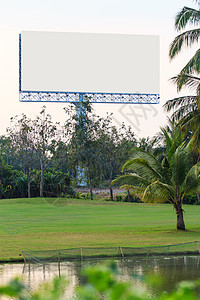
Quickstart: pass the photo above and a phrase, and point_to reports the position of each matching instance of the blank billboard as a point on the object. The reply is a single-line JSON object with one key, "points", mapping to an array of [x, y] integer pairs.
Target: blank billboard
{"points": [[89, 63]]}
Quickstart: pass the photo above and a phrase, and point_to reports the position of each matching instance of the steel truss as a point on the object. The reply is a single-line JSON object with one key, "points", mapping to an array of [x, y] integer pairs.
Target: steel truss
{"points": [[93, 97]]}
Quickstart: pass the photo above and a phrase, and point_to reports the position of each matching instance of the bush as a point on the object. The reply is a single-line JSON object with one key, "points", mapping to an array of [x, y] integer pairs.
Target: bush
{"points": [[100, 282]]}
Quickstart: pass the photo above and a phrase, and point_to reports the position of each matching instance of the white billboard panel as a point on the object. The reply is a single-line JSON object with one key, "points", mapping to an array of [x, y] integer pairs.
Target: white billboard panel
{"points": [[89, 63]]}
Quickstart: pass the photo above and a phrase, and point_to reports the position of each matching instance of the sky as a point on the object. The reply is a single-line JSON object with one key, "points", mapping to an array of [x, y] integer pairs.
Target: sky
{"points": [[155, 17]]}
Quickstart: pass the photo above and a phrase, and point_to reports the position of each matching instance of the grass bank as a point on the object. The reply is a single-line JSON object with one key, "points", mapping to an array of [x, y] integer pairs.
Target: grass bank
{"points": [[41, 224]]}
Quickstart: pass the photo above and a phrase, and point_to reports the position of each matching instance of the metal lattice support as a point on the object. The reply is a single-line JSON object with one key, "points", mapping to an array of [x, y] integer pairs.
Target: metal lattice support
{"points": [[93, 97]]}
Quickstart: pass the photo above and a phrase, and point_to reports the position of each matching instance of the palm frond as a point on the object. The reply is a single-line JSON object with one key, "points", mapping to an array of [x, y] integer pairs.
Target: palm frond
{"points": [[187, 16], [157, 192], [145, 164], [187, 38], [187, 80], [136, 191], [131, 179], [180, 101]]}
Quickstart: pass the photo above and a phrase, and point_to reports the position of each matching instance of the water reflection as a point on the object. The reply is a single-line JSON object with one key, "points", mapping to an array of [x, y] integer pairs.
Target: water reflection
{"points": [[171, 269]]}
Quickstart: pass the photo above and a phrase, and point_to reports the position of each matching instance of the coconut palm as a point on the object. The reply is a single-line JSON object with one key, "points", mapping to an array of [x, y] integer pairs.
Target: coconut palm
{"points": [[187, 109], [167, 180]]}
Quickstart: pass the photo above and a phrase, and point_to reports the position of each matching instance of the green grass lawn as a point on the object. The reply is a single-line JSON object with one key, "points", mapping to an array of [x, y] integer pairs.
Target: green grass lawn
{"points": [[45, 224]]}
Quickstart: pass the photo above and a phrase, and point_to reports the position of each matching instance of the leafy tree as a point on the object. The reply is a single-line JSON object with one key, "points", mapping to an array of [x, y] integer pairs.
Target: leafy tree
{"points": [[187, 76], [166, 180], [95, 146], [21, 136], [45, 138]]}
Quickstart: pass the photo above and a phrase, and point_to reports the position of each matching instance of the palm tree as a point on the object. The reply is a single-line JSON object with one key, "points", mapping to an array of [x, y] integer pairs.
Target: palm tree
{"points": [[187, 109], [169, 179], [189, 74]]}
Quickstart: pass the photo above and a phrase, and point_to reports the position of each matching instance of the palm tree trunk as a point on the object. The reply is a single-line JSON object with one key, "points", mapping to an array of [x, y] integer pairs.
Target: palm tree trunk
{"points": [[180, 220]]}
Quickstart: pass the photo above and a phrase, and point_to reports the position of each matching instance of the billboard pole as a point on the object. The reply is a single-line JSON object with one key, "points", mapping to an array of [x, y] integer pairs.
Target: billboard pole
{"points": [[80, 110]]}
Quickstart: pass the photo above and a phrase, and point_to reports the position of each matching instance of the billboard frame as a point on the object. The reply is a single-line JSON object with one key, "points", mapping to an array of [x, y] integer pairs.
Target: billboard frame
{"points": [[75, 97]]}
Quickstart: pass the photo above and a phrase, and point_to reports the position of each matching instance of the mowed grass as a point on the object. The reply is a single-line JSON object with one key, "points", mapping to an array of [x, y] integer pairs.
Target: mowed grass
{"points": [[45, 224]]}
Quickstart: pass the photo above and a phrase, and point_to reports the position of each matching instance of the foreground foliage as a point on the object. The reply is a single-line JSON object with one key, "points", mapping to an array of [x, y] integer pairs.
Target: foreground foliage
{"points": [[101, 282]]}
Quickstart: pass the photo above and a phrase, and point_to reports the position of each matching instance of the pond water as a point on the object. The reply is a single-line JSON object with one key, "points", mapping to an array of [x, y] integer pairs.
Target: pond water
{"points": [[172, 269]]}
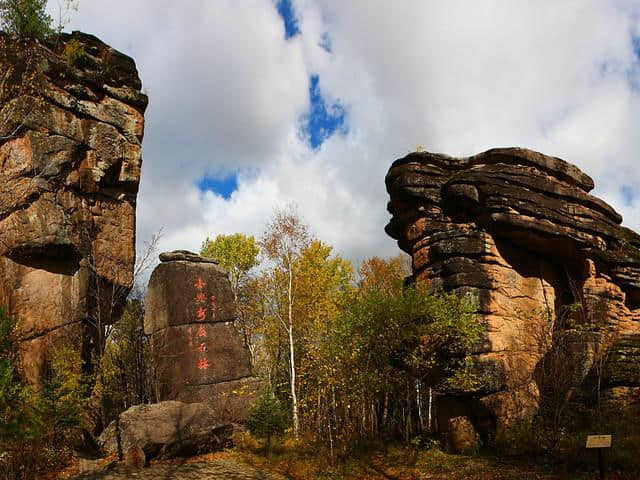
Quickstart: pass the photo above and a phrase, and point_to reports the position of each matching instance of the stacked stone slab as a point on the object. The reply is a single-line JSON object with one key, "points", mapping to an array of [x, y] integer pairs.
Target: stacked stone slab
{"points": [[198, 354], [519, 231], [71, 129]]}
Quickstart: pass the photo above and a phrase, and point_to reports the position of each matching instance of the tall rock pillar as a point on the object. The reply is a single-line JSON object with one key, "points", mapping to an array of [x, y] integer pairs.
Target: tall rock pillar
{"points": [[71, 127], [198, 354]]}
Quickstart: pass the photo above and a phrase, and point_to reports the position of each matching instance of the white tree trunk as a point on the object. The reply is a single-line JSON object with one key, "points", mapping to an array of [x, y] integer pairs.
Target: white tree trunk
{"points": [[294, 396]]}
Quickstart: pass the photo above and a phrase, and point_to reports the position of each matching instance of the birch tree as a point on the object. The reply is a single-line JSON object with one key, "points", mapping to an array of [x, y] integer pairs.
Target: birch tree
{"points": [[283, 241]]}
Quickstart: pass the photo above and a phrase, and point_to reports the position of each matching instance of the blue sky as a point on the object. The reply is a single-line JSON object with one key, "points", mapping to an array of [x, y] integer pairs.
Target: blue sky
{"points": [[259, 103], [321, 121]]}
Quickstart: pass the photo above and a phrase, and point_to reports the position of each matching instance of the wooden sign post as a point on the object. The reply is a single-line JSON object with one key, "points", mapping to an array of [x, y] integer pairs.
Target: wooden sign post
{"points": [[599, 442]]}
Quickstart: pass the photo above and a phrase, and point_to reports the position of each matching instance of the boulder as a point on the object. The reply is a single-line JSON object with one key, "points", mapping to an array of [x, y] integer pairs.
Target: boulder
{"points": [[167, 430], [70, 157], [135, 458], [198, 354], [556, 275]]}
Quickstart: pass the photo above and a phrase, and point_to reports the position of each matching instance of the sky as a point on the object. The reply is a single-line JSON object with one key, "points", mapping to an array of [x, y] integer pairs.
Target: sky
{"points": [[255, 104]]}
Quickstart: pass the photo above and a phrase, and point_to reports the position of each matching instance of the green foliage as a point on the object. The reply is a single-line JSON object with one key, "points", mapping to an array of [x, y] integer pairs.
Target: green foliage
{"points": [[74, 53], [267, 417], [237, 254], [37, 426], [26, 18], [125, 374]]}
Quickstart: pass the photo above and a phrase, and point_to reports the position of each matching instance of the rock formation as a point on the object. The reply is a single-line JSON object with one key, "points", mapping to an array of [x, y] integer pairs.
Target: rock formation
{"points": [[198, 354], [556, 276], [167, 430], [71, 126]]}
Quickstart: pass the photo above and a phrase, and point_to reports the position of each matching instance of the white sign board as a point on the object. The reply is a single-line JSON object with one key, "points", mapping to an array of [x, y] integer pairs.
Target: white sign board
{"points": [[598, 441]]}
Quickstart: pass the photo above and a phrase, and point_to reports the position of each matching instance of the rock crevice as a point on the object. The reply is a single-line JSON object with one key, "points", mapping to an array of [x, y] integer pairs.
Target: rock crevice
{"points": [[70, 158]]}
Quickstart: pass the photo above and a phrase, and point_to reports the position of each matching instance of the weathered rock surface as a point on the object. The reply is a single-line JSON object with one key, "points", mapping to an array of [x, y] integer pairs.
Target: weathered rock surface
{"points": [[70, 157], [462, 436], [520, 231], [167, 430], [199, 355]]}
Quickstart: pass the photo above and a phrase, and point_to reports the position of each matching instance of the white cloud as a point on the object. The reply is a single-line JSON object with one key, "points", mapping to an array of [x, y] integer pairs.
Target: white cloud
{"points": [[227, 92]]}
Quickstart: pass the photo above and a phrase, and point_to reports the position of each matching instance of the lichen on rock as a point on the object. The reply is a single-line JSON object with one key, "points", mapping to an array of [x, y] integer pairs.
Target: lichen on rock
{"points": [[556, 275], [70, 158]]}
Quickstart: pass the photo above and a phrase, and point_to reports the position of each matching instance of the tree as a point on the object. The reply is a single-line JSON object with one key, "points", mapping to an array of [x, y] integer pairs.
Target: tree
{"points": [[26, 18], [285, 238], [237, 254], [267, 417]]}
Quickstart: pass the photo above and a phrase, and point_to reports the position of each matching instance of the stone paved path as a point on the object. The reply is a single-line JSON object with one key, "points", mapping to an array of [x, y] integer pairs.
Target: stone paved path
{"points": [[212, 470]]}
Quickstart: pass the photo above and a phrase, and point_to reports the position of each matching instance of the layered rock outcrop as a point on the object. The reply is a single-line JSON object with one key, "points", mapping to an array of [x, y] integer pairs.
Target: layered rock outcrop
{"points": [[71, 127], [556, 276], [198, 354]]}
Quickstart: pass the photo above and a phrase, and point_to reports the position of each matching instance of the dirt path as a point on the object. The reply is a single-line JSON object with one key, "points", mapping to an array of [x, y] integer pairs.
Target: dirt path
{"points": [[221, 469]]}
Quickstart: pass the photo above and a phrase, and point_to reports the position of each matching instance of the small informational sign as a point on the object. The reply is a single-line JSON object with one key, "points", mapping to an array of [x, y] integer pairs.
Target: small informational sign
{"points": [[598, 441]]}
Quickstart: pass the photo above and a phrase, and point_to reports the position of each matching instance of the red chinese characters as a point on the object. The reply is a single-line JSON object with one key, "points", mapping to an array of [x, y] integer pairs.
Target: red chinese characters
{"points": [[200, 347], [203, 363], [213, 307]]}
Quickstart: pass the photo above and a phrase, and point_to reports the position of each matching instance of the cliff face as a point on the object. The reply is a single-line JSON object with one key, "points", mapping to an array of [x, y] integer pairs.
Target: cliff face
{"points": [[71, 128], [556, 276]]}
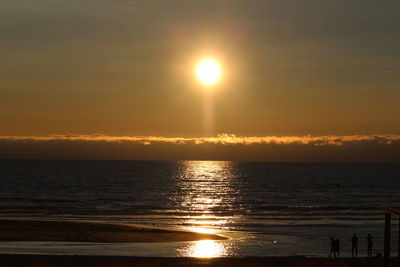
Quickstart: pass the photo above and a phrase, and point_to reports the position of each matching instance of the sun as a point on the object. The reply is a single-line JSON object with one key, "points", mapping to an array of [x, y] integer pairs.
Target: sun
{"points": [[208, 71]]}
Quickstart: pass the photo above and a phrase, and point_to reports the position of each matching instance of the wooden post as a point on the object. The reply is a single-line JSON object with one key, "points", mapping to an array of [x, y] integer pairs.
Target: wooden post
{"points": [[386, 249]]}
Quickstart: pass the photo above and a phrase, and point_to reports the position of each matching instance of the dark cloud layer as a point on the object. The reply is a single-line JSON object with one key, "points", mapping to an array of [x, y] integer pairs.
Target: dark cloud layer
{"points": [[356, 148]]}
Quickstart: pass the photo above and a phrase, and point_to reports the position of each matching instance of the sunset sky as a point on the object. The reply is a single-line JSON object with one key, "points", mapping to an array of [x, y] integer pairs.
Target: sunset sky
{"points": [[126, 68]]}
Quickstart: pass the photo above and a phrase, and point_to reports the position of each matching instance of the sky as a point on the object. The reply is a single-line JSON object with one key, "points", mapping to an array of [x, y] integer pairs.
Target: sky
{"points": [[125, 68]]}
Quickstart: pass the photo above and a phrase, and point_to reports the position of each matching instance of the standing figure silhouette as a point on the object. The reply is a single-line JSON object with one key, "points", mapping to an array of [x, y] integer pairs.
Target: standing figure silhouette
{"points": [[354, 245], [369, 245], [332, 247]]}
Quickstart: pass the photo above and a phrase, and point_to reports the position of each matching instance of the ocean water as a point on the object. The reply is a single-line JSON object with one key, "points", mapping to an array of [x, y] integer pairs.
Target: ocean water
{"points": [[267, 209]]}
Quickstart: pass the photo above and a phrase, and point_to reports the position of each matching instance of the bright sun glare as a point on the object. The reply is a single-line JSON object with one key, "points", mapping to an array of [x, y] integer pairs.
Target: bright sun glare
{"points": [[208, 71]]}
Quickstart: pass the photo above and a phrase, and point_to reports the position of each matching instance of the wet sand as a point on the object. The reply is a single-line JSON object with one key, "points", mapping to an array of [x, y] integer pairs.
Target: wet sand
{"points": [[77, 231], [117, 261]]}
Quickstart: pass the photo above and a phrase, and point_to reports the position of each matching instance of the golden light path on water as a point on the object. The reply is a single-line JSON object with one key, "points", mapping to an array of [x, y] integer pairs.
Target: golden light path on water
{"points": [[205, 187]]}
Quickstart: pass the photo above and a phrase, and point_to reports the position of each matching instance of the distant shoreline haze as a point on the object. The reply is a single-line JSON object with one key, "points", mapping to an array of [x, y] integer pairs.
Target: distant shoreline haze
{"points": [[355, 148]]}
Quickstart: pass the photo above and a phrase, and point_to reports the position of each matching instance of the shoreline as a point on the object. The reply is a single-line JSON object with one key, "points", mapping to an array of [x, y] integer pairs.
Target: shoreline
{"points": [[78, 231]]}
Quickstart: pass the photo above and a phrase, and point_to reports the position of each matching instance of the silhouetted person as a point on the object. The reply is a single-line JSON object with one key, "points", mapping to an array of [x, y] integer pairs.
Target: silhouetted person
{"points": [[332, 247], [354, 245], [335, 247], [369, 245]]}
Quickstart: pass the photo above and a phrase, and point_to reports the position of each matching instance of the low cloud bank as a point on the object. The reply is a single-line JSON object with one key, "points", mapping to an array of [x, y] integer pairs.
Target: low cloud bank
{"points": [[352, 148]]}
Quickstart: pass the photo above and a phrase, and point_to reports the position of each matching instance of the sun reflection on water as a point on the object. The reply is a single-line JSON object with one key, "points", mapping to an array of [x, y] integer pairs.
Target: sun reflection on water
{"points": [[207, 194], [205, 249]]}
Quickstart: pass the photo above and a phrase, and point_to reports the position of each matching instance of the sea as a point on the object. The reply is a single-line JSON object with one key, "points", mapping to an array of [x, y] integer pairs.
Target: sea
{"points": [[265, 208]]}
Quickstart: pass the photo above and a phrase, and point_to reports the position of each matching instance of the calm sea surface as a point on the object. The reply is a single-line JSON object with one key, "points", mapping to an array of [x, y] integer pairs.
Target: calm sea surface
{"points": [[265, 208]]}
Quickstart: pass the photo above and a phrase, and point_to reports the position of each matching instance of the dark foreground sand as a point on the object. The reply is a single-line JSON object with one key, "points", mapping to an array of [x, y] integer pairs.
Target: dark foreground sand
{"points": [[29, 230], [116, 261]]}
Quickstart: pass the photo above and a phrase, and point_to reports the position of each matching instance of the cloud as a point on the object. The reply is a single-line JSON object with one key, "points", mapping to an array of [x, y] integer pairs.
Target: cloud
{"points": [[224, 139], [330, 148]]}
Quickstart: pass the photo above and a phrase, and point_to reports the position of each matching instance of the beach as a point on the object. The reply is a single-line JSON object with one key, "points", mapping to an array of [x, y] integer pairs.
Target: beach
{"points": [[113, 261], [75, 231]]}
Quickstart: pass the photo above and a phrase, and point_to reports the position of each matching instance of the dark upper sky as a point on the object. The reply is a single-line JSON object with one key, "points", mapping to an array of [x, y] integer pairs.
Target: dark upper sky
{"points": [[125, 67]]}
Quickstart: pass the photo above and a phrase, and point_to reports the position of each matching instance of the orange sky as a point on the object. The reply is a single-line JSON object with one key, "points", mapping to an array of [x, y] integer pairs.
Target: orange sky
{"points": [[125, 68]]}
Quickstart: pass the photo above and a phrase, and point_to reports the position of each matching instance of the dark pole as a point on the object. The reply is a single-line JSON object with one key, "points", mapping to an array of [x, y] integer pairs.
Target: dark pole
{"points": [[386, 249]]}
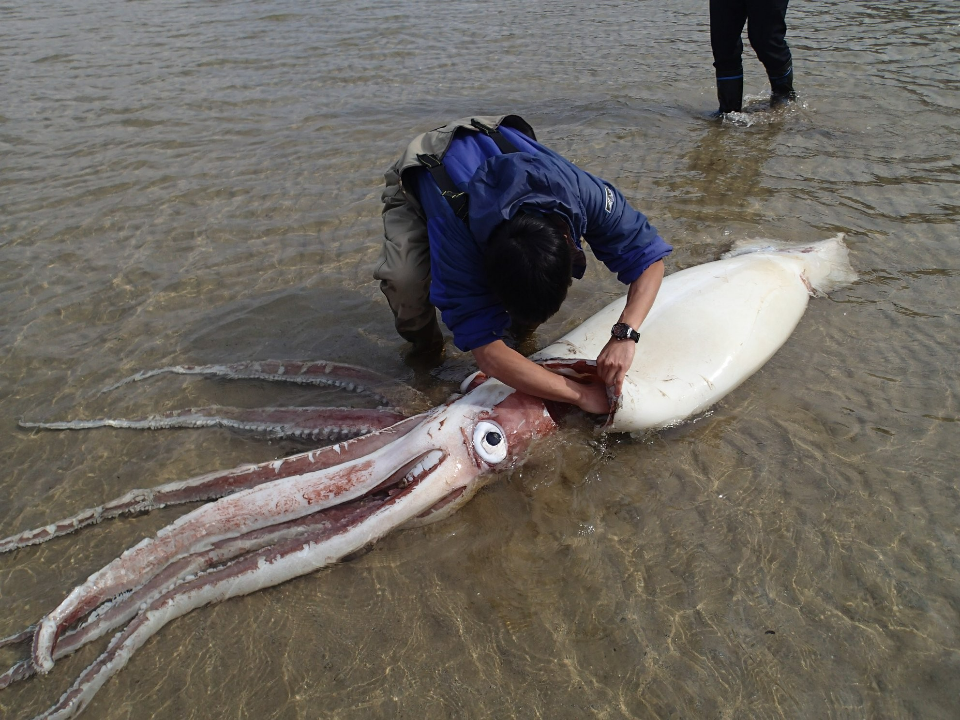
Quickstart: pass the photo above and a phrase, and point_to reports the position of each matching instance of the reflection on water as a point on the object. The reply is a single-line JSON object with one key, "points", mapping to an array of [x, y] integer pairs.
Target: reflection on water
{"points": [[200, 183]]}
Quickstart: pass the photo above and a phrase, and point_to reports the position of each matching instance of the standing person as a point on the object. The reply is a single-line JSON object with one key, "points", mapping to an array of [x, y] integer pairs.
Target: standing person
{"points": [[766, 29], [483, 222]]}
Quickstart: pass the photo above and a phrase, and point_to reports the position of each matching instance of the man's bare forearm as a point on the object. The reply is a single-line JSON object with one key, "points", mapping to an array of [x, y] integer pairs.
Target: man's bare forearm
{"points": [[513, 369]]}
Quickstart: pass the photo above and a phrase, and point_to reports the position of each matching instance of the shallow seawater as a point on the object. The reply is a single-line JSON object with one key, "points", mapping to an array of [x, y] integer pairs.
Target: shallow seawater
{"points": [[199, 183]]}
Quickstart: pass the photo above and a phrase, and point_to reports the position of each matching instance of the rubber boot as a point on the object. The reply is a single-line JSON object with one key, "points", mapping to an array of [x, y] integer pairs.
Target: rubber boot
{"points": [[782, 89], [730, 94]]}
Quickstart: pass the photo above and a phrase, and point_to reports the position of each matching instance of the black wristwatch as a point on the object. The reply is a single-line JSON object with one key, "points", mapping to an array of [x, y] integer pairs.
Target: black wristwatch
{"points": [[622, 331]]}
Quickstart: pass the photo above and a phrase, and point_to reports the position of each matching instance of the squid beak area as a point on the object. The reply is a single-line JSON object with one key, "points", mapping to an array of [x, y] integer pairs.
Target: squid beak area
{"points": [[398, 485], [408, 476]]}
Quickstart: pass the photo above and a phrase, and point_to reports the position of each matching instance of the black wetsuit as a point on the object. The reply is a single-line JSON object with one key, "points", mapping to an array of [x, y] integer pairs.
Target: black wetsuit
{"points": [[766, 29]]}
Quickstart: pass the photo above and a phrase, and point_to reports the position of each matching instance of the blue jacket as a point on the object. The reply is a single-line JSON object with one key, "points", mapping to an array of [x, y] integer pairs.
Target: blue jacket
{"points": [[498, 185]]}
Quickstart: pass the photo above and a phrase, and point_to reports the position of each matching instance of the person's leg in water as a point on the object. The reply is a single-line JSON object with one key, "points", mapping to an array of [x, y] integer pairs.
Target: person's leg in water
{"points": [[404, 277], [767, 30], [727, 18]]}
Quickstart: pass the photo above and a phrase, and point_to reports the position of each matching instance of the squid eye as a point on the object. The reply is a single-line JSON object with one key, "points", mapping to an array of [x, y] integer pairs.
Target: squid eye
{"points": [[490, 442]]}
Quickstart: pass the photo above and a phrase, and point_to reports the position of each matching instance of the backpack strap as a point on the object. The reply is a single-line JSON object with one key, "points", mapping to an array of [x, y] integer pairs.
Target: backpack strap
{"points": [[494, 134], [456, 197], [459, 201]]}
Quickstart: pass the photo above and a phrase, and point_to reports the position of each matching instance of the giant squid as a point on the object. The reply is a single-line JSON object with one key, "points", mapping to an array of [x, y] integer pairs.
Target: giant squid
{"points": [[711, 327]]}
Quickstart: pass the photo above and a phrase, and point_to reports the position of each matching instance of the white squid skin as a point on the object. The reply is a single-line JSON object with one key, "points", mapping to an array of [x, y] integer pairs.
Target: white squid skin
{"points": [[440, 435], [711, 327]]}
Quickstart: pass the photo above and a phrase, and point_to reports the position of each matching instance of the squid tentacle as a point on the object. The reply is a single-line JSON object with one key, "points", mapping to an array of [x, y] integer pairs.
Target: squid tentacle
{"points": [[122, 609], [352, 378], [258, 507], [304, 423], [212, 486], [351, 529]]}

########

WHAT YOU NEED TO DO:
Could you quote, exactly as they appear, the line containing "of the backpack" and every line after it to the end of the records above?

RESULT OF THE TASK:
Quickstart: pass the photo above and a phrase, and point_to reports the position of each matching instance of the backpack strap as a point on the object. The reply is a single-line JSON object with one key, "points", mapping to an array of [x, y] integer pairs.
Target: backpack strap
{"points": [[494, 134], [456, 197], [459, 201]]}
Quickstart: pass the photo above and a phrase, and point_to reports the position of each matching instance of the giant squid as a point on the object. The reply is a single-line JSON object with one key, "points", mapping to an array of [x, y] integer pairs.
Target: giant squid
{"points": [[711, 327]]}
Quickstart: pass the photo above and a phrase, and point_to reports the position of each matching instance of the white squid skin as a point on the object. The reply is a single-line JSON object with one key, "points", mapping to an array of [x, y] integer pairs.
Target: white squid skin
{"points": [[440, 435], [711, 327]]}
Quickstart: pass the photo above and a phrase, and point_to reports the position of each matching instance of the squid tentacle as a point on the object. The reply is a single-line JSON object with one key, "points", mapping to an array of [x, y] integer pairs.
Target: squid tentacle
{"points": [[122, 609], [352, 378], [258, 507], [304, 423], [212, 486], [351, 529]]}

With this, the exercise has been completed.